It is to be doubted that Viscount Simon intended to formulate an important constitutional doctrine on the basis of a case as exceptional as Russell. But he had to find a form of words that would account for Russell. It is significant that, less than a year later, the Judicial Committee was to revert to the national emergency doctrine in Co-opera­tive Committee on Japanese Canadians v. Attor­ney General for Canada[70].

In Johannesson, this Court upheld exclusive fed­eral jurisdiction over the subject of aeronautics even though this jurisdiction could no longer be supported by an imperial treaty and by s. 132 of the Constitution. The approaches taken by various members of this Court vary. The Canada Temperance Federation case was referred to and quoted together with the Radio case and the Aeronautics case. It was pointed out that in obiter the Aeronautics case supported federal jurisdiction apart from s. 132 and this view seems to have met with the approval of the majority.

In the Munro case, this Court referred to the Canada Temperance case and to Johannesson. It held that the subject matter of the National Capi­tal Act was the establishment of a region consist­ing of the seat of the Government of Canada and a surrounding area which was to be developed, conserved and improved "in order that the nature and character of the seat of the Government of Canada may be in accordance with its national signifi­cance." That subject was a "single" matter of national concern and was not mentioned in s. 91 and s. 92 of the Constitution; it therefore came within the sole jurisdiction of Parliament.

In my view, the incorporation of companies for objects other than provincial, the regulation and control of aeronautics and of radio, the development, conservation and improvement of the Na­tional Capital Region are clear instances of dis­tinct subject matters which do not fall within any of the enumerated heads of s. 92 and which, by nature, are of national concern.

[Page 458]

I fail to see how the authorities which so decide lend support to the first submission. They had the effect of adding by judicial process new matters or new classes of matters to the federal list of powers. However, this was done only in cases where a new matter was not an aggregate but had a degree of unity that made it indivisible, an identity which made it distinct from provincial matters and a sufficient consistence to retain the bounds of form. The scale upon which these new matters enabled Parliament to touch on provincial matters had also to be taken into consideration before they were recognized as federal matters: if an enumerated federal power designated in broad terms such as the trade and commerce power had to be con­strued so as not to embrace and smother provincial powers (Parson's case) and destroy the equilibri­um of the Constitution, the Courts must be all the more careful not to add hitherto unnamed powers of a diffuse nature to the list of federal powers.

The "containment and reduction of inflation" does not pass muster as a new subject matter. It is an aggregate of several subjects some of which form a substantial part of provincial jurisdiction. It is totally lacking in specificity. It is so pervasive that it knows no bounds. Its recognition as a federal head of power would render most provin­cial powers nugatory.

I should add that inflation is a very ancient phenomenon, several thousands years old, as old probably as the history of currency. The Fathers of Confederation were quite aware of it.

[Page 459]

It was argued that other heads of power enume­rated in s. 91 of the Constitution and which relate for example to the regulation of trade and com­merce, to currency and coinage, to banking, incor­poration of banks and the issue of paper money may be indicative of the breadth of Parliament's jurisdiction in economic matters. They do not enable Parliament to legislate otherwise than in

relation to their objects and it was not argued that the Anti-Inflation Act was in relation to their objects. The Act does not derive any assistance from those powers any more than the legislation found invalid in the Board of Commerce case.

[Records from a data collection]
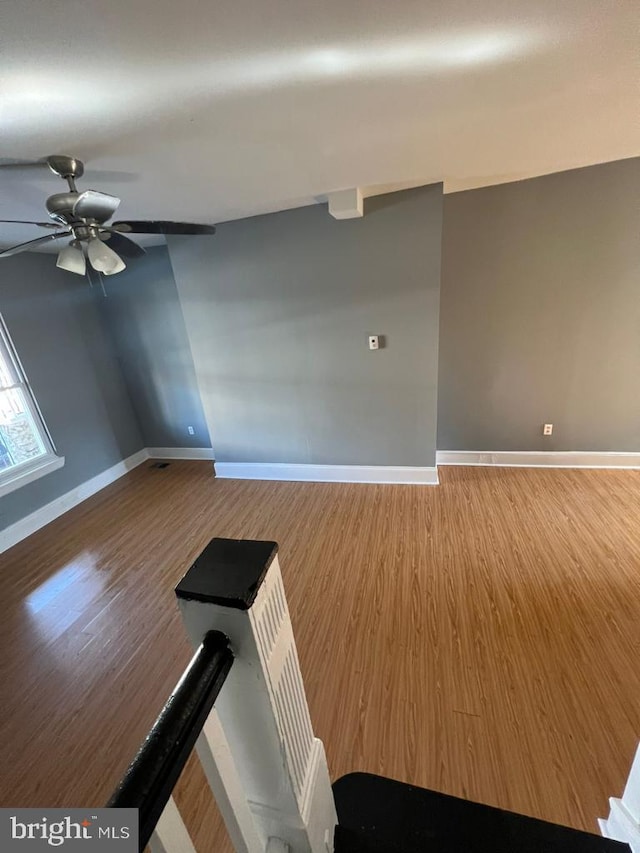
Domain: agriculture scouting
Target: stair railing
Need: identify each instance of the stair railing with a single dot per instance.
(241, 703)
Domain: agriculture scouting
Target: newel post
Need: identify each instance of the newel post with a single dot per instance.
(267, 771)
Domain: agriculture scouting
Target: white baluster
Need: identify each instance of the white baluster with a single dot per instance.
(266, 768)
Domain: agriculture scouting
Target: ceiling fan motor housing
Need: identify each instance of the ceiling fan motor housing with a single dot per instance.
(60, 205)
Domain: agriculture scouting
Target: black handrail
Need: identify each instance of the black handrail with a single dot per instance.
(153, 773)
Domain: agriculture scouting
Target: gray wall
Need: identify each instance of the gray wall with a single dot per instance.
(146, 323)
(55, 322)
(540, 313)
(278, 309)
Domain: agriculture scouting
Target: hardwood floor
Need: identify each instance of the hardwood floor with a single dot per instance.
(481, 638)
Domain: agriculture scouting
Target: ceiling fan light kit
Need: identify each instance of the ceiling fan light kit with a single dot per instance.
(83, 217)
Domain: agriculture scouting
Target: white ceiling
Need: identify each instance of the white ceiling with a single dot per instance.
(210, 110)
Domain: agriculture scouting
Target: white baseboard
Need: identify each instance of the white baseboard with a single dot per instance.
(539, 459)
(326, 473)
(180, 452)
(49, 512)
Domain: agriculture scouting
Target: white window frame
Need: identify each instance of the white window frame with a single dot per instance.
(26, 472)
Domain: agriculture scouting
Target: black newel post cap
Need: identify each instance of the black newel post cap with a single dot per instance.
(228, 572)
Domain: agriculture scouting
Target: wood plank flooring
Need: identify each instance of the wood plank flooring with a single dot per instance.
(481, 638)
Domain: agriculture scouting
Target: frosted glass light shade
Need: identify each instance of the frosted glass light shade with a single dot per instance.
(72, 259)
(104, 259)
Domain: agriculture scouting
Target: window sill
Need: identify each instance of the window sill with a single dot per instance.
(29, 472)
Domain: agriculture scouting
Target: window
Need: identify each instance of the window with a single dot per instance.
(26, 448)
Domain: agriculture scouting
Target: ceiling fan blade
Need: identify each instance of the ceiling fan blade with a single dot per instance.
(29, 222)
(122, 245)
(95, 205)
(23, 247)
(158, 226)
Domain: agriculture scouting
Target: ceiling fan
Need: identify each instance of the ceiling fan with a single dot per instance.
(83, 216)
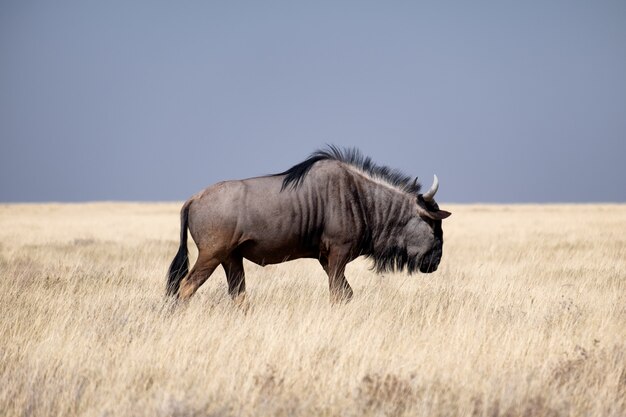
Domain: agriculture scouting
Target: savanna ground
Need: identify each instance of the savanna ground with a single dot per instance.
(525, 317)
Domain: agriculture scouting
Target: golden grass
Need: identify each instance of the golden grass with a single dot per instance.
(525, 317)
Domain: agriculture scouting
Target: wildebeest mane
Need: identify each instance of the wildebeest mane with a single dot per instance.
(351, 156)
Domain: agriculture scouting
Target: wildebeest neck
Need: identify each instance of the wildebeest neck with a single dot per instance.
(387, 211)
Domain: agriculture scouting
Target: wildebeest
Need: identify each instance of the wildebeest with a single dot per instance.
(334, 206)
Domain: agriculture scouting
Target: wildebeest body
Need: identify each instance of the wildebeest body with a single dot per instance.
(333, 211)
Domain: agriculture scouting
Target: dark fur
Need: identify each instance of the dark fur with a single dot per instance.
(354, 157)
(180, 265)
(389, 259)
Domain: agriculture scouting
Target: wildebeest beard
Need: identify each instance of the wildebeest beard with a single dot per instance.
(393, 259)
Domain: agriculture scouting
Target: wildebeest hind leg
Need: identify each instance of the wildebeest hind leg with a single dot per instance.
(339, 287)
(235, 275)
(201, 271)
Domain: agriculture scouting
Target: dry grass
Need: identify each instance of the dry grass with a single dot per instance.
(526, 317)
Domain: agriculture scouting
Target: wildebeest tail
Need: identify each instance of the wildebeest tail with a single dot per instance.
(180, 264)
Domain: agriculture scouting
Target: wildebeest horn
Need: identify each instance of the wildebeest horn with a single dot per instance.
(430, 194)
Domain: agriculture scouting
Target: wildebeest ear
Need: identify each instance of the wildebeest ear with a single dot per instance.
(440, 214)
(435, 215)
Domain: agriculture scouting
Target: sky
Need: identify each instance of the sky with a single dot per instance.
(507, 102)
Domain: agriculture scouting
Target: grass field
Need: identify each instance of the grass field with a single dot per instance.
(526, 316)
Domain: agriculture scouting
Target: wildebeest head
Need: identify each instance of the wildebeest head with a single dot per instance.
(424, 232)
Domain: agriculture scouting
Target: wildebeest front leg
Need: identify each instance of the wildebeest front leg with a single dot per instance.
(235, 275)
(201, 271)
(335, 265)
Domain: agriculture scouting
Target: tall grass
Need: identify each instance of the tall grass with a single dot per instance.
(525, 317)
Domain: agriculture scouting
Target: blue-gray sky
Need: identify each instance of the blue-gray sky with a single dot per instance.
(130, 100)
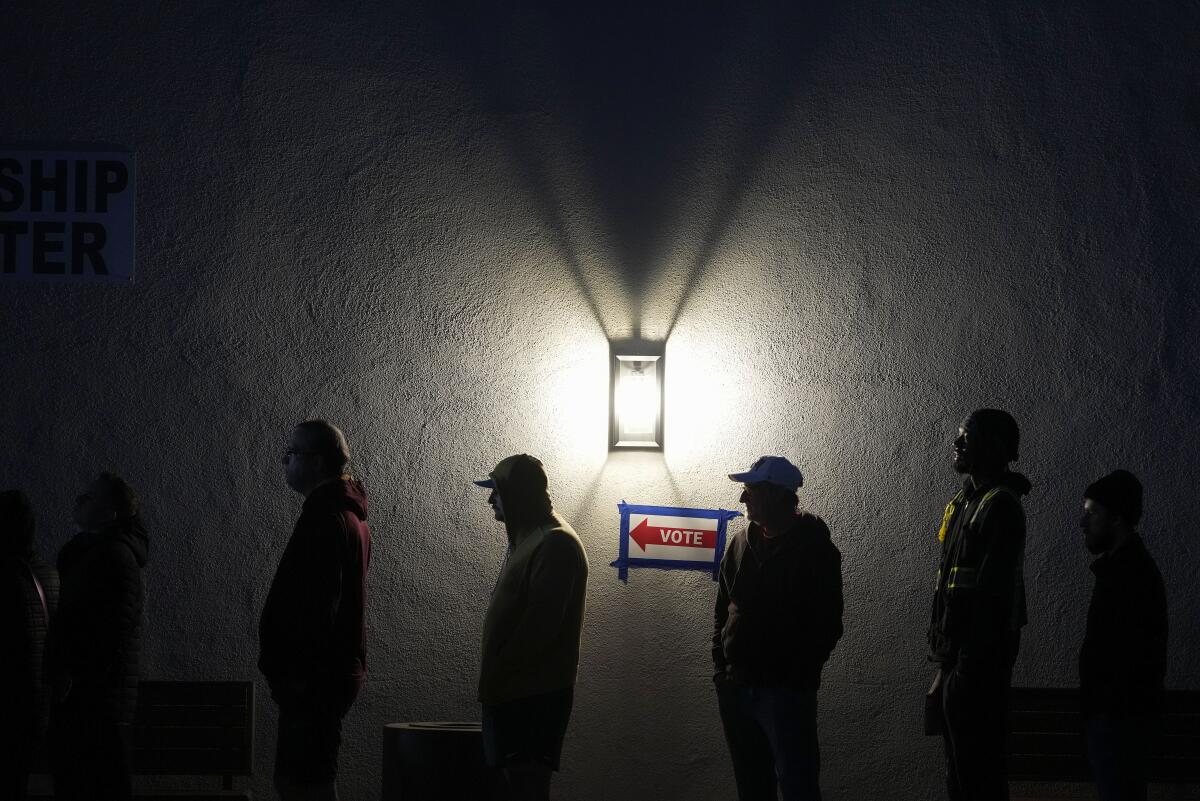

**Problem to work on:**
In the judgment excerpt on federal jurisdiction, reproduce the passage word for word, starting at "It is to be" and ending at "General for Canada[70].".

**Output below:**
It is to be doubted that Viscount Simon intended to formulate an important constitutional doctrine on the basis of a case as exceptional as Russell. But he had to find a form of words that would account for Russell. It is significant that, less than a year later, the Judicial Committee was to revert to the national emergency doctrine in Co-opera­tive Committee on Japanese Canadians v. Attor­ney General for Canada[70].